--- Estratto del testo ---
I territori su cui questa ricerca si è soffermata non sono i grandi centri finanziari, ma sono spesso aree marginali, sono i lembi di un centro economico-finanziario che si trovano nei piccoli paesi in via di spopolamento del sud Italia, attraversano le aree appenniniche – ancora sospese nell’attesa di un’incerta ricostruzione post-terremoto, sono le valli avvelenate e sventrate del nord Italia. Non sono delle eccezioni, rappresentano piuttosto una più ampia tendenza a fare dei territori marginali delle aree di sacrificio […]. Questa condizione di marginalità – che ha radici storiche, sociali ed economiche profonde e complesse – viene sistematicamente sfruttata attraverso il processo di «stigmatizzazione territoriale» per giustificare nuovi e invasivi interventi sul territorio che, seppur presentati come possibilità di riscatto dalla marginalità, ne costituiscono in realtà un elemento rafforzante. Questo processo implica non solo una sottrazione di risorse e di spazi di decisionalità connessi al territorio, ma anche un «furto di paesaggio» (landscape grabbing) che coinvolge la sfera emotiva, cognitiva e sentimentale degli abitanti di un luogo, nonché il loro legame col territorio, fondamentale per avere delle coordinate e collocarsi nello spazio e nella sua storia. (pp. 41-42)
Fin dai primi capitoli del saggio siamo spinti a prendere coscienza che studiare il business delle grandi opere e dell’industria estrattiva significa fare i conti con uno dei gangli vitali dell’odierno capitalismo: un paradigma differente da quello della grande fabbrica fordista ma enormemente remunerativo, e tanto più intrapreso (anche in tempi di PNRR) in un paese come l’Italia, che sconta da tempo un processo di deindustrializzazione. Il movimento No Tav Terzo Valico sintetizza bene il carattere impoverente di questo modello con uno slogan quanto mai efficace: «Un utile per alcuni, un lusso per pochi, un danno per molti, a spese di tutti». L’immaterialità dei flussi finanziari globali sembra avere infatti il suo rovescio nell’intensificarsi dell’estrazione di profitto dai territori, espropriando le comunità locali del potere di decidere in autonomia il proprio modello di sviluppo, in nome del ricatto occupazionale, di un sempre più astratto interesse generale, di un sempre più vuoto e ricorrente «non c’è alternativa». Paola Imperatore ha il pregio di definire con chiarezza e forza di prove un punto dirimente: la critica alle grandi opere è anche una critica alla dipendenza da esse che si vuole imporre a un territorio. Dandole nuovamente la parola:
Le grandi opere non portano lavoro nel territorio, né generano un indotto in grado di invertire i processi di impoverimento del territorio. Nei territori marginali che stanno già subendo un processo di deindustrializzazione, l’imposizione di nuovi progetti non interviene sulle cause di quella marginalità, ma ne riproduce le medesime dinamiche facendo leva sul ricatto occupazionale, fortemente avvertito in queste aree. […] Questo ci dice che le grandi opere non sono una risposta ai profondi processi di abbandono e depauperamento dei territori, ma semmai ne sono parte attiva e costitutiva.
--- Materiale presentato ---
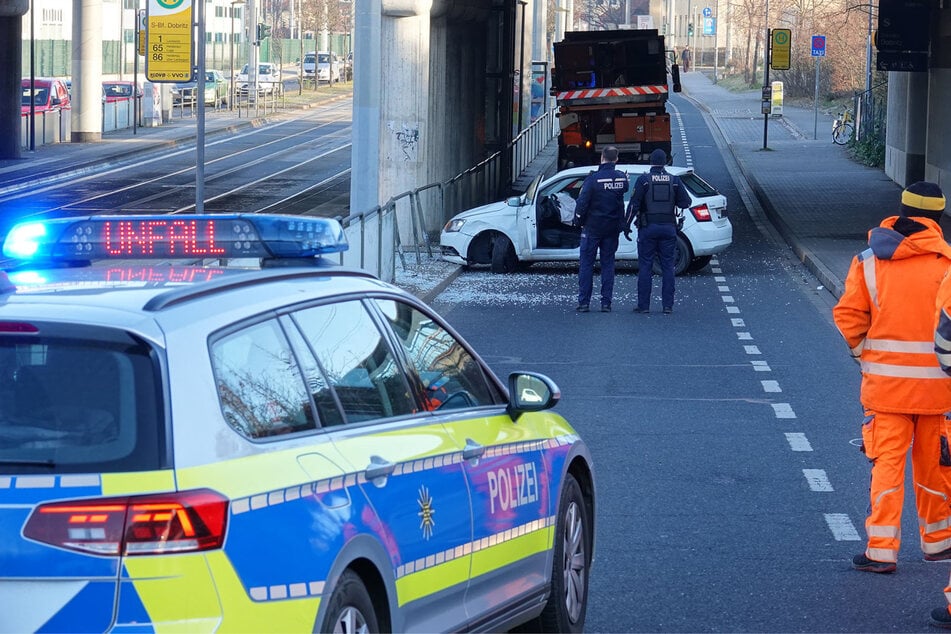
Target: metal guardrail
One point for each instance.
(367, 232)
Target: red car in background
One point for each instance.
(46, 95)
(120, 90)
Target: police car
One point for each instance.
(293, 446)
(536, 226)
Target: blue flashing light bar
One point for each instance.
(175, 237)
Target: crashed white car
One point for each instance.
(536, 226)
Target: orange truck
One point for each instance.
(611, 89)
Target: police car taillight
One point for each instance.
(171, 237)
(701, 213)
(169, 523)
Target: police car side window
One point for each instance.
(260, 386)
(450, 377)
(357, 361)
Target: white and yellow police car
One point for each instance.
(290, 447)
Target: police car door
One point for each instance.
(407, 465)
(627, 249)
(504, 462)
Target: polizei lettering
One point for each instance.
(512, 487)
(611, 184)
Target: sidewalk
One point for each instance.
(821, 201)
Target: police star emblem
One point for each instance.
(426, 512)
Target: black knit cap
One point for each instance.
(922, 199)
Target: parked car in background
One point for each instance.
(120, 90)
(216, 90)
(269, 80)
(45, 95)
(537, 226)
(328, 67)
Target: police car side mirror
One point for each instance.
(531, 392)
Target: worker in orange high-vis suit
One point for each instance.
(942, 347)
(887, 316)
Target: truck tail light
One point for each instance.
(167, 523)
(701, 213)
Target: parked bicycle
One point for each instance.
(843, 128)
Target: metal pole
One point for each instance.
(766, 76)
(200, 93)
(32, 83)
(815, 100)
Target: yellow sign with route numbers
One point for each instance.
(781, 44)
(169, 55)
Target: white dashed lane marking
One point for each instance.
(842, 527)
(817, 479)
(798, 441)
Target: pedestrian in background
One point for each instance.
(887, 317)
(657, 195)
(600, 213)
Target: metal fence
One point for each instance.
(426, 209)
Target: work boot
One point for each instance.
(944, 555)
(863, 563)
(941, 617)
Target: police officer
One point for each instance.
(600, 213)
(653, 206)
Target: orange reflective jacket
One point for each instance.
(887, 317)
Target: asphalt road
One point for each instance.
(732, 494)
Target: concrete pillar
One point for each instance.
(938, 151)
(391, 118)
(906, 127)
(86, 116)
(11, 56)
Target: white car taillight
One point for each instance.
(701, 213)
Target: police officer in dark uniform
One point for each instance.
(600, 212)
(653, 206)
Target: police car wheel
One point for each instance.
(350, 610)
(504, 259)
(568, 601)
(682, 258)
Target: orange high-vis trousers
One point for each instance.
(886, 438)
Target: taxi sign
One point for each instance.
(781, 45)
(169, 55)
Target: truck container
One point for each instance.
(611, 89)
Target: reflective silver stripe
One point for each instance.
(868, 266)
(857, 350)
(883, 554)
(894, 345)
(884, 531)
(902, 371)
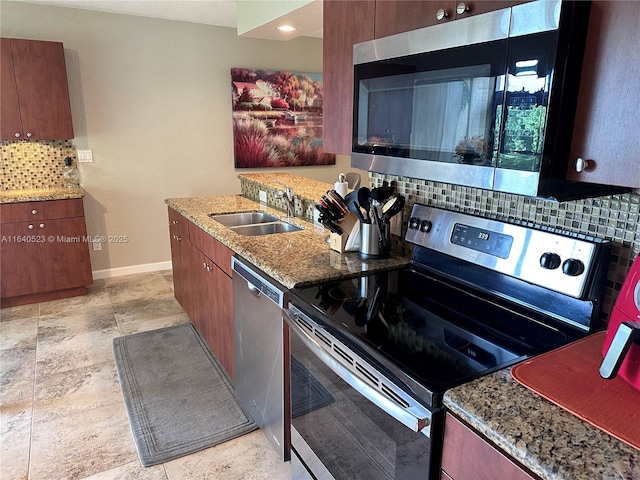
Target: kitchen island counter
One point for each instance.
(40, 194)
(294, 259)
(543, 437)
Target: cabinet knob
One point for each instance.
(581, 164)
(441, 14)
(462, 8)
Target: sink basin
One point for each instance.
(265, 228)
(244, 218)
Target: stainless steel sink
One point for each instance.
(266, 228)
(244, 218)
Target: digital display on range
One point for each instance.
(492, 243)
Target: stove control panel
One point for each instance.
(558, 262)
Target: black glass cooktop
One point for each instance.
(436, 331)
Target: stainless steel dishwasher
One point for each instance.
(260, 337)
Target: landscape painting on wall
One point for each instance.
(277, 119)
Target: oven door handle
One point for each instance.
(412, 415)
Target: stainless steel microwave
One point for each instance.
(487, 101)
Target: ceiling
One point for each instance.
(307, 18)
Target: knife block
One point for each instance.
(350, 226)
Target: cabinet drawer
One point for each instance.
(466, 454)
(178, 225)
(212, 248)
(46, 210)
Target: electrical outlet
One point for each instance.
(85, 156)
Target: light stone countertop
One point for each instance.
(293, 258)
(547, 439)
(40, 194)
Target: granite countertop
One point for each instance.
(547, 439)
(40, 194)
(293, 259)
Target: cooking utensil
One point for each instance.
(364, 199)
(352, 204)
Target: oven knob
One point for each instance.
(425, 226)
(550, 261)
(572, 267)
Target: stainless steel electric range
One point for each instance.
(378, 351)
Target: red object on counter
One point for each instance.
(627, 309)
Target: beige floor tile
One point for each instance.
(247, 457)
(17, 367)
(23, 311)
(145, 314)
(131, 471)
(15, 430)
(82, 444)
(131, 287)
(62, 352)
(18, 332)
(77, 390)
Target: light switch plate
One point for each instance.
(85, 156)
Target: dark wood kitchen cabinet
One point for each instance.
(465, 455)
(34, 94)
(346, 23)
(606, 127)
(203, 285)
(181, 260)
(44, 251)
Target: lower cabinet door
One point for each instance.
(65, 253)
(20, 262)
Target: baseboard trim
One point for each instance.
(130, 270)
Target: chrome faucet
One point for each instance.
(288, 196)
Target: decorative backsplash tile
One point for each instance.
(27, 164)
(615, 218)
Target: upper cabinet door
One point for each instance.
(606, 128)
(345, 23)
(11, 124)
(42, 90)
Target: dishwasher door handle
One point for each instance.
(255, 291)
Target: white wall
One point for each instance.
(152, 100)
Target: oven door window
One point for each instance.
(438, 106)
(351, 436)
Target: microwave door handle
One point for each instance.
(625, 336)
(413, 416)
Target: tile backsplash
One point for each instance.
(28, 164)
(615, 218)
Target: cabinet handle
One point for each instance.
(441, 14)
(582, 164)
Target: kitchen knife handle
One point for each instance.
(626, 335)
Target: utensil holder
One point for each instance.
(370, 244)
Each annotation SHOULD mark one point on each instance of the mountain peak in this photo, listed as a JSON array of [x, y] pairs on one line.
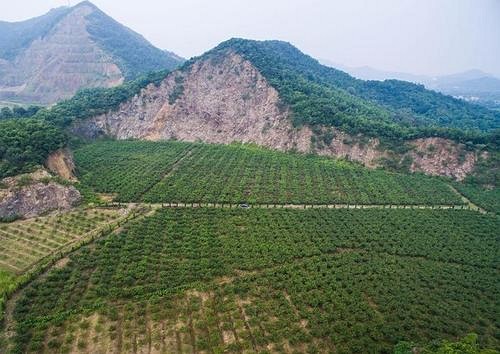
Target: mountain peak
[[115, 53]]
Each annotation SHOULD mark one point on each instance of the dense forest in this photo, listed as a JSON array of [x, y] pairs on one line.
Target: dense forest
[[392, 109], [25, 143], [17, 36], [18, 112], [135, 55], [315, 280], [91, 102]]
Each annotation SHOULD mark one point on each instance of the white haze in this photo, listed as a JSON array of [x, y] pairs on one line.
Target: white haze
[[431, 37]]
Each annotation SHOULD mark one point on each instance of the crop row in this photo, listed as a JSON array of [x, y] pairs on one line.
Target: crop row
[[24, 242], [354, 278], [236, 173]]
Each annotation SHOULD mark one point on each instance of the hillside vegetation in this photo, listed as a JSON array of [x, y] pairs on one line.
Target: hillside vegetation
[[270, 281], [392, 109], [15, 37], [183, 172], [135, 55]]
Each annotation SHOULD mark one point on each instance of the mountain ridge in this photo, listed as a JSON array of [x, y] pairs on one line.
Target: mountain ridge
[[71, 48]]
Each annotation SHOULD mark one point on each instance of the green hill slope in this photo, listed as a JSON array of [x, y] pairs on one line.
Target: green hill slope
[[209, 280], [323, 95], [182, 172]]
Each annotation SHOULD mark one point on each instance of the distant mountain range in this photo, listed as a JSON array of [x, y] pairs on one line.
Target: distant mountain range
[[473, 85], [49, 58]]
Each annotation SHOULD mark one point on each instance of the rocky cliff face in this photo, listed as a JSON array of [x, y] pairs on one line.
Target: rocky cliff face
[[226, 99], [61, 163], [35, 194], [55, 65]]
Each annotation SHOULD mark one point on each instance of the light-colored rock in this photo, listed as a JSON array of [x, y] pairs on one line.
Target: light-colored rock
[[225, 99], [35, 194]]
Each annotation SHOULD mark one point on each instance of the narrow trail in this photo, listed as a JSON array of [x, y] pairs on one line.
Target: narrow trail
[[467, 201], [42, 267], [300, 206], [169, 171]]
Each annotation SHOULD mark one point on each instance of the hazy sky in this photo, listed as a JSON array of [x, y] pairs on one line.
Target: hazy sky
[[417, 36]]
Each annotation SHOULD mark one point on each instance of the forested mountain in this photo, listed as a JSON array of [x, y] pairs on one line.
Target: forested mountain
[[323, 95], [48, 58], [271, 94]]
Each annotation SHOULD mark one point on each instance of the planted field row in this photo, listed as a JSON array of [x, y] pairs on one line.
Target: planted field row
[[128, 168], [486, 198], [24, 242], [236, 174], [211, 280]]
---
* Istruzioni di lavoro *
1. Rispondi a queste domande sull'estratto sulle grandi opere, indicando ogni risposta con la stessa lettera:
(a) Quale movimento usa lo slogan «Un utile per alcuni, un lusso per pochi, un danno per molti, a spese di tutti»?
(b) Con quale espressione inglese viene indicato il «furto di paesaggio»?
(c) Su che cosa fanno leva i nuovi progetti nei territori marginali che stanno già subendo la deindustrializzazione?
2. Nell'estratto sulle grandi opere, quali sfere degli abitanti sono coinvolte dal «furto di paesaggio»? Elencale tutte.
3. Scrivi il seguito dell'estratto sulle grandi opere, riprendendo dopo la sua ultima frase.
Il materiale qui riportato proviene da un'altra fonte.

* Risultati per compito *
1.
(a) Il movimento No Tav Terzo Valico.
(b) Landscape grabbing.
(c) Sul ricatto occupazionale.

2. La sfera emotiva, la sfera cognitiva e la sfera sentimentale.

3.
Infatti questo modello di sfruttamento del territorio produce un saccheggio delle risorse della collettività, innescando una dipendenza del territorio da industrie e attività che assorbono gran parte dei flussi economici locali e che finiscono con l’assumere i tratti di una monocultura. Questo legame di dipendenza – spesso fondato su un altro dispositivo narrativo che è quello della vocazione del territorio che tenta di associare il territorio ad una sua naturale predisposizione economica, sia questa industriale, turistica o altro – impedisce alla comunità locale di immaginare altre relazioni socio-ambientali, intrappolandola dentro uno schema estrattivista che inevitabilmente svuota il territorio delle sue risorse, dei suoi abitanti e dei suoi significati (pp. 77-78).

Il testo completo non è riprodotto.